*TASK TO COMPLETE*: Your answer must be the full listing, reproduced exactly.
........
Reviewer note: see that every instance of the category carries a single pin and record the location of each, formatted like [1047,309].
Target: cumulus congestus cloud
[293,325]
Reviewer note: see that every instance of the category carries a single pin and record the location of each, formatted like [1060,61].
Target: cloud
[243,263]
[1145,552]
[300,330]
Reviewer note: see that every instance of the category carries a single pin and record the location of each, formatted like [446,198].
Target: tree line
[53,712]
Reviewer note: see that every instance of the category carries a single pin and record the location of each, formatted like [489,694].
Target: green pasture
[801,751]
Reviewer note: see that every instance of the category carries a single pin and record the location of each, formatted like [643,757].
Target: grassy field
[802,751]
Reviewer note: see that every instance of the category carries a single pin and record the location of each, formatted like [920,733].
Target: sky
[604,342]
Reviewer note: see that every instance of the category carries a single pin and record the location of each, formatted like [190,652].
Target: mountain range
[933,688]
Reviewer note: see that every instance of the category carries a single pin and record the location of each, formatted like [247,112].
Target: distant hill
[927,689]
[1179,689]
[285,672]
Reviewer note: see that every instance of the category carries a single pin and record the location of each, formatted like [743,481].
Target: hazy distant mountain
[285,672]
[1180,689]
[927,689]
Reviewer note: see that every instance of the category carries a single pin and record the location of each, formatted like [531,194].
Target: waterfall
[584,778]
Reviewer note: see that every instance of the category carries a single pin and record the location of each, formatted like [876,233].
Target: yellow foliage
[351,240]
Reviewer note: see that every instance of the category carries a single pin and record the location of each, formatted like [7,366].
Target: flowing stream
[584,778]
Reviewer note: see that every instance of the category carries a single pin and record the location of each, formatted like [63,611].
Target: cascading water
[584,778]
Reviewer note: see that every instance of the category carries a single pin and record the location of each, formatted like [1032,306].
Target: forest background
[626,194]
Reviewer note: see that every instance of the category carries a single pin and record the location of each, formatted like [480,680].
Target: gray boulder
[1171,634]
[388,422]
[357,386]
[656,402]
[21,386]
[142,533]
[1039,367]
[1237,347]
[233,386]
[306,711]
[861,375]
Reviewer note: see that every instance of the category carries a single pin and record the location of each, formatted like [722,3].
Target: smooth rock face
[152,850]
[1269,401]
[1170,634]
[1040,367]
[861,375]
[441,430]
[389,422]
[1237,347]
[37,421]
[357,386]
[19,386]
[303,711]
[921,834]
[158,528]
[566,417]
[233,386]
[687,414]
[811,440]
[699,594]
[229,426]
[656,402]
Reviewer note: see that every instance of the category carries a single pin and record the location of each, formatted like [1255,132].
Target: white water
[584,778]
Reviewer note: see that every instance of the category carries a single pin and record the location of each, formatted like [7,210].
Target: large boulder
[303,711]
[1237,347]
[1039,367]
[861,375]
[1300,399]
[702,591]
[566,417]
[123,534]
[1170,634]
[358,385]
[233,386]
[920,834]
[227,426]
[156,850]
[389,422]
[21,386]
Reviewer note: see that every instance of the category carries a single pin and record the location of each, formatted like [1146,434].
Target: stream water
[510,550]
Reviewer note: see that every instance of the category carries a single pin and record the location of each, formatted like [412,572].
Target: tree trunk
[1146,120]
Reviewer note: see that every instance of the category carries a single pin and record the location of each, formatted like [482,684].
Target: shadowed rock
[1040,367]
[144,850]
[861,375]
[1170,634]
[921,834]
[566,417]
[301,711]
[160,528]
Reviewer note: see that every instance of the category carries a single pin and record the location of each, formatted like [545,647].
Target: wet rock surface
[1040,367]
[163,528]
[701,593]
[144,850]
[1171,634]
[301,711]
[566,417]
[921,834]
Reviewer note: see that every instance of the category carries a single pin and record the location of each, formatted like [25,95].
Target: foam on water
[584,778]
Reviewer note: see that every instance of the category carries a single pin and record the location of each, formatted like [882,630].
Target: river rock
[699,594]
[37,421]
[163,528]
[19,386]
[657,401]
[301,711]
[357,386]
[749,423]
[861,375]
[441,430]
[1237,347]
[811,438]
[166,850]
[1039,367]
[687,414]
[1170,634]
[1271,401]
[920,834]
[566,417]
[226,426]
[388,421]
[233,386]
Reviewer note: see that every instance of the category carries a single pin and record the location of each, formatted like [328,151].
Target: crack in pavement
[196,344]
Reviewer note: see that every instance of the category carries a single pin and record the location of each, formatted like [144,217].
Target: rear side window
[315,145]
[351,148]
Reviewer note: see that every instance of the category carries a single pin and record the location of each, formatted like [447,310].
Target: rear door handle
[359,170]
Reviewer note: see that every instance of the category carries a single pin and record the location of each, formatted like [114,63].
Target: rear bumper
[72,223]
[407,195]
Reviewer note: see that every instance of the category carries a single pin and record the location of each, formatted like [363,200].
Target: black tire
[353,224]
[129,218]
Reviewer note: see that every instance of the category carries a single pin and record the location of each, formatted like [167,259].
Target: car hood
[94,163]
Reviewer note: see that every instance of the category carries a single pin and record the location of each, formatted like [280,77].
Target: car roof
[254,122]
........
*TASK SOLUTION*:
Reviewer note: see that every instance of the category carries a single pin and record the location of each, formatted like [1047,309].
Target: cumulus congestus cloud
[293,325]
Reviewer note: see that every instance of the category carries a single pin and record the location of each, formatted like [1060,61].
Target: cloud
[243,263]
[1145,552]
[300,330]
Reviewer note: see that every instance of the category carries a single pin and record the location of each, formatted like [446,198].
Target: tree line
[53,712]
Reviewer note: see that every instance of the category carries a single pin and record the location of each, formatted like [489,694].
Target: green pasture
[801,751]
Reviewer note: see that every instance of the category carries a single pin and record the location of each, formatted like [643,757].
Target: grassy field
[802,751]
Reviewer note: see that every instance of the category carries a single pin and record the location of each, formatted like [920,733].
Target: sky
[604,342]
Reviewer note: see that every instance of the category carries a single pin and record the location of each, formatted like [190,652].
Target: mountain range
[933,688]
Reviewer note: see that every instance of the category carries a single pin and record the location of each, formatted like [247,112].
Target: distant hill
[927,689]
[1179,689]
[285,672]
Reviewer note: see that every instance of the category carries a single pin and record the location of each, formatted like [743,481].
Target: hazy distant mountain
[285,672]
[1180,689]
[927,689]
Reviewer note: see that every instance of the category carries a single pin and record the location of each, formatted like [531,194].
Target: waterfall
[584,778]
Reviewer note: see that every instance of the category carries a single pin and record the location of each, formatted like [876,233].
Target: yellow foliage
[351,240]
Reviewer note: see that every instance of the category carries a single pin and record the location of each, formatted like [7,366].
Target: flowing stream
[584,778]
Reviewer note: see that every instance of the category carries a single pin and record the location of each, formatted like [63,611].
Target: cascading water
[584,778]
Reviewer note: see that every instance of the category carries a single pin and record the location of each, formatted like [1032,306].
Target: forest background
[626,194]
Reviewer note: see that every instance of the category carries a single pin and record the location of each, formatted like [480,680].
Target: gray boulder
[1171,634]
[388,422]
[357,386]
[656,402]
[21,386]
[142,533]
[1039,367]
[1237,347]
[233,386]
[306,711]
[861,375]
Reviewer note: see that every instance of the category carries a single pin and record the location of each, formatted like [722,3].
Target: smooth rock face
[152,850]
[1269,401]
[1170,634]
[1040,367]
[861,375]
[441,430]
[389,422]
[1237,347]
[37,421]
[357,386]
[19,386]
[303,711]
[921,834]
[158,528]
[566,417]
[233,386]
[687,414]
[811,440]
[699,594]
[229,426]
[656,402]
Reviewer note: see that every instance of the category carries a single pin and record the location of each, formatted like [1255,132].
Target: white water
[584,778]
Reviewer note: see that every instance of the category carries a single pin and record the location of each, formatted like [7,210].
Target: large boulder
[303,711]
[1237,347]
[1039,367]
[861,375]
[1300,399]
[702,591]
[566,417]
[123,534]
[1170,634]
[358,385]
[233,386]
[920,834]
[227,426]
[156,850]
[389,422]
[21,386]
Reviewer note: see that every instance of the category carries a single pin and record the location of each, formatted like [1146,434].
Target: stream water
[510,550]
Reviewer note: see that every instance of the category carries a single pin and record the location of each, formatted like [412,572].
Target: tree trunk
[1146,120]
Reviewer note: see that every instance of the category carries a single pin and record the location of each, formatted like [482,684].
Target: shadowed rock
[1040,367]
[144,850]
[861,375]
[1170,634]
[921,834]
[566,417]
[301,711]
[160,528]
Reviewer note: see that every instance of the category carries a single pin and record the location of each, formatted like [545,647].
Target: wet rock surface
[1040,367]
[163,528]
[701,593]
[144,850]
[1171,634]
[301,711]
[566,417]
[921,834]
Reviewer note: see that every instance of the category carries a single pin and record the location of each, formatted like [25,95].
Target: foam on water
[584,778]
Reviewer note: see that every instance of the category carries a single pin and record the location of each, formatted like [882,630].
Target: river rock
[699,594]
[37,421]
[163,528]
[19,386]
[657,401]
[301,711]
[357,386]
[749,423]
[861,375]
[441,430]
[1237,347]
[811,438]
[166,850]
[1039,367]
[687,414]
[1170,634]
[1271,401]
[920,834]
[566,417]
[226,426]
[388,421]
[233,386]
Reviewer note: see that every instance of the category carries a single pin and record the location of each, formatted like [328,151].
Target: crack in pavement
[196,344]
Reviewer note: see that every instance of the category carries a single pin and record the location of each, formatted like [144,217].
Target: rear side window
[315,145]
[351,148]
Reviewer note: see that every instance of the category carries a single pin and record the location of each, formatted like [447,310].
Target: rear door handle
[359,170]
Reviewer note: see that every instance of the category carries a single pin and record the location of each, formatted like [114,63].
Target: rear bumper
[72,223]
[407,195]
Reviewer note: see that every instance of the category carries a single pin and record the location of each, formatted like [363,200].
Target: black tire
[353,224]
[129,218]
Reviewer note: see that every instance of the category carries a single pin and record the location of each, formatted like [167,259].
Target: car hood
[94,163]
Reviewer note: see that every instance of the category carries a single pin and record the location of each, formatted like [280,77].
Target: car roof
[254,122]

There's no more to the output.